== EXTRACT TO READ ==
Stage One - The Monitoring System
We began by establishing a foundation of past performance for each advisor related to the initial six 51% parameters detailed in article # 16 Refining Performance Evaluation an earlier article. A brief update is that over any 12 month time frame the following six parameters or acceptable variables from the parameters have to be established.
- 51% of all markets traded have to be profitable.
- 51% of all trades within each market have to be profitable.
- Profits have to exceed losses by at least 51% for each market traded.
- 51% of the initial margin required for each market is the maximum capital at risk on each trade.
- 51% of all markets traded at any time need to be profitable.
- Profits have to exceed losses of the composite portfolio by at least 51% at any one time.
This also becomes an internal benchmark for each strategy. Continuing analysis also requires tracking realized trades for each market and integrating them into an entire return. Realized trades are then translated into a rate of return based only on capital at risk, cost of money and time.

== RECORD EXTRACTS ==
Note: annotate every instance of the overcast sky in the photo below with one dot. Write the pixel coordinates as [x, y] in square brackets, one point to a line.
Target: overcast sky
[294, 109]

---

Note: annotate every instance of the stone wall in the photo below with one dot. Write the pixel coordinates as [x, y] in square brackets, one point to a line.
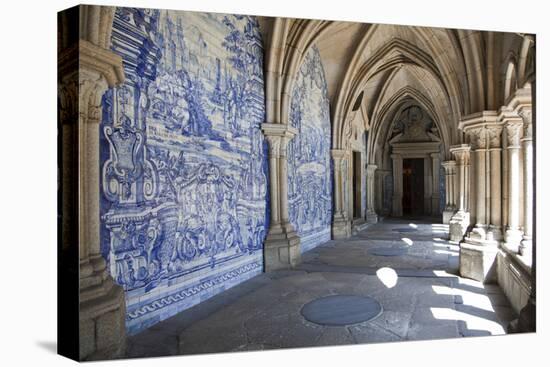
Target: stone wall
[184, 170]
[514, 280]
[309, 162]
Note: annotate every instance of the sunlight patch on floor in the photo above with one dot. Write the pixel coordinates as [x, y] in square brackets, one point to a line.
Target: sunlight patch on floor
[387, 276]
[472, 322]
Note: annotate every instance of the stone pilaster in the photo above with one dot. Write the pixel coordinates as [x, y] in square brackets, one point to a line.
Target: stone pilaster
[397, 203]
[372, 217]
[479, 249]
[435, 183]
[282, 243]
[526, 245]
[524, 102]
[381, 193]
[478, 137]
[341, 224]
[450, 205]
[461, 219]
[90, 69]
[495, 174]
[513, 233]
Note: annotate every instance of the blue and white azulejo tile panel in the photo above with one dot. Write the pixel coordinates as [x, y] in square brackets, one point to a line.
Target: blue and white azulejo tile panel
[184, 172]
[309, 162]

== ACTIONS TO TAKE ==
(A) In the monitoring system text, what is the maximum capital at risk on each trade?
(B) Write out the monitoring system text verbatim from "- 51% of all trades" to "need to be profitable.".

== TASK-BY-TASK SOLUTIONS ==
(A) The maximum capital at risk on each trade is 51% of the initial margin required for each market.

(B)
- 51% of all trades within each market have to be profitable.
- Profits have to exceed losses by at least 51% for each market traded.
- 51% of the initial margin required for each market is the maximum capital at risk on each trade.
- 51% of all markets traded at any time need to be profitable.